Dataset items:

□ □ □ □ □ □ □

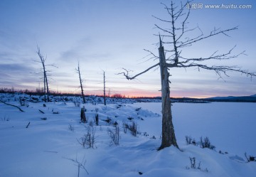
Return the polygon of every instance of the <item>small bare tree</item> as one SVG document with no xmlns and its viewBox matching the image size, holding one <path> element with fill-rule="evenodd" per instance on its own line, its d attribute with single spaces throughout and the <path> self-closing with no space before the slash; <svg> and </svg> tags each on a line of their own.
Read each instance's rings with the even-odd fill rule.
<svg viewBox="0 0 256 177">
<path fill-rule="evenodd" d="M 36 53 L 38 55 L 39 58 L 40 58 L 40 62 L 42 64 L 43 68 L 42 68 L 42 73 L 43 74 L 43 92 L 44 92 L 44 100 L 45 102 L 49 102 L 50 99 L 49 99 L 49 95 L 50 95 L 50 91 L 49 91 L 49 86 L 48 86 L 48 72 L 49 72 L 48 70 L 46 70 L 46 66 L 53 66 L 53 67 L 56 67 L 54 65 L 46 65 L 46 60 L 47 57 L 44 57 L 43 55 L 42 55 L 42 54 L 41 53 L 40 51 L 40 48 L 38 46 L 37 46 L 38 50 L 36 52 Z M 36 61 L 37 62 L 37 61 Z"/>
<path fill-rule="evenodd" d="M 78 62 L 78 69 L 75 69 L 77 73 L 79 75 L 79 81 L 80 81 L 80 88 L 81 88 L 81 94 L 82 94 L 82 103 L 85 104 L 85 95 L 84 95 L 84 92 L 83 92 L 83 88 L 82 88 L 82 82 L 83 80 L 82 80 L 81 78 L 81 73 L 80 70 L 80 67 L 79 67 L 79 62 Z"/>
<path fill-rule="evenodd" d="M 226 30 L 214 28 L 214 30 L 210 31 L 209 34 L 204 35 L 198 26 L 193 28 L 188 28 L 186 25 L 188 23 L 187 21 L 190 14 L 190 10 L 186 7 L 188 5 L 189 5 L 190 2 L 191 1 L 187 1 L 185 5 L 181 4 L 179 9 L 178 9 L 178 6 L 176 6 L 173 1 L 171 2 L 170 7 L 168 7 L 166 5 L 163 4 L 164 9 L 169 15 L 169 20 L 161 19 L 154 16 L 160 21 L 166 23 L 168 26 L 171 26 L 171 28 L 169 27 L 168 27 L 168 28 L 165 28 L 160 27 L 158 25 L 155 25 L 156 28 L 160 30 L 164 33 L 164 35 L 159 35 L 160 47 L 159 48 L 159 56 L 154 54 L 154 53 L 151 51 L 145 50 L 151 55 L 152 57 L 151 58 L 158 58 L 159 62 L 154 65 L 149 67 L 143 72 L 135 75 L 134 76 L 131 76 L 129 75 L 130 70 L 124 68 L 124 72 L 119 73 L 124 75 L 127 80 L 134 80 L 137 77 L 146 73 L 152 68 L 154 68 L 157 66 L 160 67 L 162 99 L 162 138 L 161 144 L 159 148 L 159 150 L 171 146 L 171 145 L 174 145 L 178 149 L 172 122 L 169 87 L 170 81 L 169 80 L 170 76 L 169 72 L 169 68 L 197 68 L 199 71 L 200 69 L 213 70 L 221 78 L 222 75 L 228 76 L 227 73 L 232 71 L 245 74 L 247 76 L 256 76 L 255 73 L 250 73 L 247 70 L 242 70 L 238 66 L 209 65 L 206 64 L 206 62 L 210 60 L 230 60 L 245 54 L 244 52 L 242 52 L 237 55 L 233 55 L 232 53 L 235 47 L 225 53 L 220 54 L 218 53 L 218 51 L 215 51 L 208 57 L 189 58 L 182 56 L 181 51 L 184 50 L 186 47 L 191 46 L 196 43 L 202 41 L 204 39 L 207 39 L 217 35 L 223 34 L 224 36 L 228 36 L 227 33 L 238 29 L 238 27 L 234 27 Z M 186 10 L 188 11 L 187 12 L 186 12 Z M 199 31 L 201 34 L 194 38 L 191 38 L 191 36 L 189 34 L 191 34 L 191 33 L 196 32 L 196 30 Z M 169 41 L 162 42 L 161 38 L 165 38 Z M 170 45 L 171 49 L 164 50 L 162 43 Z M 167 58 L 166 58 L 166 55 L 169 55 Z"/>
</svg>

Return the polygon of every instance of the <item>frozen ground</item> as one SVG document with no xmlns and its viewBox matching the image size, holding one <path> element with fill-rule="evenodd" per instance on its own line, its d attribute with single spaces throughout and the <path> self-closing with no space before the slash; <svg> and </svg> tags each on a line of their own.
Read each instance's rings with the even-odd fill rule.
<svg viewBox="0 0 256 177">
<path fill-rule="evenodd" d="M 18 100 L 9 100 L 18 105 Z M 99 126 L 94 125 L 94 149 L 78 143 L 91 127 L 80 123 L 82 104 L 75 107 L 70 101 L 46 104 L 28 102 L 21 107 L 25 111 L 21 112 L 0 103 L 1 177 L 78 176 L 77 163 L 72 160 L 85 164 L 89 174 L 80 168 L 80 176 L 256 176 L 256 162 L 247 163 L 244 156 L 245 152 L 256 156 L 255 103 L 174 103 L 174 124 L 181 151 L 169 147 L 160 151 L 156 149 L 161 144 L 161 103 L 85 104 L 89 122 L 94 122 L 97 113 L 100 118 Z M 140 134 L 136 137 L 124 134 L 124 121 L 137 122 Z M 110 146 L 107 130 L 114 130 L 115 122 L 121 139 L 119 146 Z M 196 140 L 207 136 L 216 149 L 186 145 L 186 135 Z M 191 168 L 190 157 L 196 158 L 196 167 L 201 162 L 201 170 Z"/>
</svg>

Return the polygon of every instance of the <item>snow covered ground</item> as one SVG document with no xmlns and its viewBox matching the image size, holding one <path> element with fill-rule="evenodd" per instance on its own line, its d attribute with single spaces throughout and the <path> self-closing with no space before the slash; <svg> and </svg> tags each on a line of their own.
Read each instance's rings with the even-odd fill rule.
<svg viewBox="0 0 256 177">
<path fill-rule="evenodd" d="M 1 99 L 18 105 L 8 97 L 1 95 Z M 255 103 L 174 103 L 181 151 L 169 147 L 160 151 L 156 150 L 161 144 L 159 102 L 85 104 L 88 122 L 99 115 L 99 126 L 93 127 L 80 122 L 82 104 L 28 104 L 21 107 L 21 112 L 0 103 L 1 177 L 78 176 L 74 161 L 84 164 L 89 173 L 80 168 L 80 176 L 256 176 L 256 162 L 247 163 L 244 156 L 256 156 Z M 132 122 L 138 125 L 136 136 L 122 128 L 124 122 Z M 118 146 L 111 145 L 108 134 L 115 123 L 120 128 Z M 95 131 L 94 148 L 78 142 L 88 129 Z M 216 148 L 187 145 L 185 136 L 197 141 L 208 136 Z M 191 168 L 190 158 L 195 158 L 196 168 Z"/>
</svg>

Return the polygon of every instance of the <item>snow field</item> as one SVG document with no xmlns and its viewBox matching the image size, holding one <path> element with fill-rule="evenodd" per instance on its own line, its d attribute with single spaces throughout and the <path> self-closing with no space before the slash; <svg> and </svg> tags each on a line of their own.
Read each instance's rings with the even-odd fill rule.
<svg viewBox="0 0 256 177">
<path fill-rule="evenodd" d="M 255 105 L 174 103 L 174 124 L 181 151 L 172 146 L 157 151 L 161 103 L 85 104 L 89 121 L 99 114 L 95 149 L 83 148 L 78 141 L 89 123 L 80 122 L 80 107 L 72 102 L 46 103 L 46 107 L 43 102 L 29 102 L 28 107 L 21 107 L 25 112 L 0 104 L 0 176 L 78 176 L 78 166 L 67 159 L 86 161 L 89 175 L 80 169 L 80 176 L 255 176 L 256 163 L 245 163 L 243 156 L 245 151 L 256 155 Z M 105 121 L 108 118 L 120 127 L 119 146 L 110 146 L 107 129 L 114 127 Z M 122 122 L 132 122 L 127 118 L 138 124 L 141 134 L 136 137 L 123 132 Z M 186 145 L 186 135 L 196 140 L 207 136 L 216 150 Z M 189 157 L 196 158 L 196 166 L 201 162 L 201 170 L 191 168 Z"/>
</svg>

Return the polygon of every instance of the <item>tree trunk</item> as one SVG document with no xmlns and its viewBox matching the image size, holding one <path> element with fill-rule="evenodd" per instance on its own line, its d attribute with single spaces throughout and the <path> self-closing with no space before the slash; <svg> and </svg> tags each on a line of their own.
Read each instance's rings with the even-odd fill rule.
<svg viewBox="0 0 256 177">
<path fill-rule="evenodd" d="M 83 88 L 82 88 L 82 78 L 81 78 L 81 74 L 80 73 L 79 63 L 78 63 L 78 68 L 77 71 L 78 71 L 78 75 L 79 75 L 79 80 L 80 80 L 80 82 L 81 94 L 82 94 L 82 103 L 85 104 L 85 95 L 84 95 L 84 93 L 83 93 Z"/>
<path fill-rule="evenodd" d="M 162 138 L 161 144 L 159 148 L 161 150 L 164 148 L 174 145 L 177 147 L 174 124 L 172 123 L 172 115 L 171 109 L 170 87 L 169 85 L 169 73 L 167 70 L 167 65 L 164 55 L 164 49 L 160 39 L 160 47 L 159 48 L 161 83 L 161 100 L 162 100 Z"/>
<path fill-rule="evenodd" d="M 103 93 L 104 93 L 104 105 L 106 106 L 106 85 L 105 85 L 105 71 L 103 72 L 103 82 L 104 82 L 104 90 L 103 90 Z"/>
</svg>

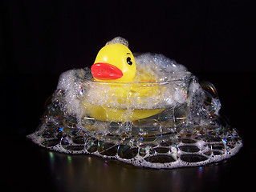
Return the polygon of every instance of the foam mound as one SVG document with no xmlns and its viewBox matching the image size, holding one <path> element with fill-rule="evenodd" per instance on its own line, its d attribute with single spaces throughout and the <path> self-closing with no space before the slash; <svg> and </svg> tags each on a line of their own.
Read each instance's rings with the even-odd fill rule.
<svg viewBox="0 0 256 192">
<path fill-rule="evenodd" d="M 156 82 L 145 82 L 136 75 L 132 86 L 156 86 L 150 91 L 153 94 L 142 97 L 137 91 L 116 100 L 116 89 L 131 84 L 117 83 L 113 89 L 109 83 L 91 81 L 89 69 L 68 70 L 61 74 L 41 125 L 28 137 L 63 153 L 90 154 L 158 169 L 205 165 L 239 150 L 242 139 L 219 115 L 221 102 L 211 83 L 199 82 L 184 66 L 161 54 L 135 54 L 135 59 L 136 74 L 152 75 Z M 84 103 L 119 109 L 122 120 L 93 118 L 87 113 L 91 106 Z M 159 113 L 131 118 L 151 110 Z"/>
</svg>

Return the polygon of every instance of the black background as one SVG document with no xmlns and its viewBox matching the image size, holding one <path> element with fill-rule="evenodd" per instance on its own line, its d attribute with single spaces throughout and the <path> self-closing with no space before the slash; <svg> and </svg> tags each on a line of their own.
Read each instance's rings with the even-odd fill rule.
<svg viewBox="0 0 256 192">
<path fill-rule="evenodd" d="M 224 191 L 254 186 L 253 1 L 1 1 L 0 27 L 2 173 L 9 191 Z M 116 36 L 128 39 L 132 52 L 164 54 L 212 82 L 221 114 L 241 133 L 244 146 L 239 153 L 217 165 L 156 170 L 50 152 L 26 138 L 39 124 L 60 73 L 90 66 Z"/>
</svg>

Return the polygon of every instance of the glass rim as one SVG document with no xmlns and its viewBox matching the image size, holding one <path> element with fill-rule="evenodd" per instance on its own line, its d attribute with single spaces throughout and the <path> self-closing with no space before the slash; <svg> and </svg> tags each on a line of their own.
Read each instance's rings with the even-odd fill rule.
<svg viewBox="0 0 256 192">
<path fill-rule="evenodd" d="M 104 85 L 143 85 L 143 84 L 152 84 L 152 85 L 165 85 L 169 83 L 173 83 L 173 82 L 185 82 L 189 81 L 193 75 L 189 72 L 185 71 L 185 75 L 182 77 L 181 78 L 173 79 L 173 80 L 168 80 L 165 82 L 97 82 L 95 80 L 92 80 L 93 78 L 87 80 L 86 82 L 90 82 L 93 83 L 99 83 L 99 84 L 104 84 Z"/>
</svg>

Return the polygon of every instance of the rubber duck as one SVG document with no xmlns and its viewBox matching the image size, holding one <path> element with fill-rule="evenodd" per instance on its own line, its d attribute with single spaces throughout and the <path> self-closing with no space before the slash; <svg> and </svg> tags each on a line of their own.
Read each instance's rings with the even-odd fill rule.
<svg viewBox="0 0 256 192">
<path fill-rule="evenodd" d="M 156 98 L 156 101 L 161 98 L 160 86 L 153 81 L 148 83 L 135 82 L 136 62 L 125 41 L 116 38 L 108 42 L 99 51 L 91 67 L 92 81 L 98 82 L 98 86 L 102 87 L 110 86 L 104 93 L 102 87 L 94 88 L 98 95 L 107 95 L 109 100 L 105 106 L 104 103 L 95 105 L 95 102 L 87 102 L 87 113 L 91 118 L 101 121 L 127 122 L 145 118 L 165 110 L 144 109 L 144 106 L 148 104 L 148 97 Z M 109 103 L 113 102 L 117 105 L 111 106 Z M 134 106 L 140 107 L 132 108 Z"/>
<path fill-rule="evenodd" d="M 99 51 L 91 70 L 98 82 L 133 82 L 136 74 L 133 54 L 121 43 L 106 45 Z"/>
</svg>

□ □ □ □ □ □ □

EXERCISE INSTRUCTIONS: Identify every line of the listing above that contains the string "tree", and copy each such line in full.

RESULT OF THE TASK:
Return the polygon of every instance of the <item>small bare tree</item> as one SVG document with no xmlns and its viewBox matching the image size, holding one <path> element with fill-rule="evenodd" per instance on its own line, its d attribute with single spaces throughout and the <path> self-closing with no space before the slash; <svg> and </svg> tags each on a line of their own.
Return the polygon of every instance of the <item>tree trunk</item> as one SVG document with no xmlns and its viewBox matching the image size, holding one <path> element with fill-rule="evenodd" per instance on its own line, its d attribute with single spaces throughout and the <path> self-closing with no space before the slash; <svg> and </svg> tags each on a line of their own.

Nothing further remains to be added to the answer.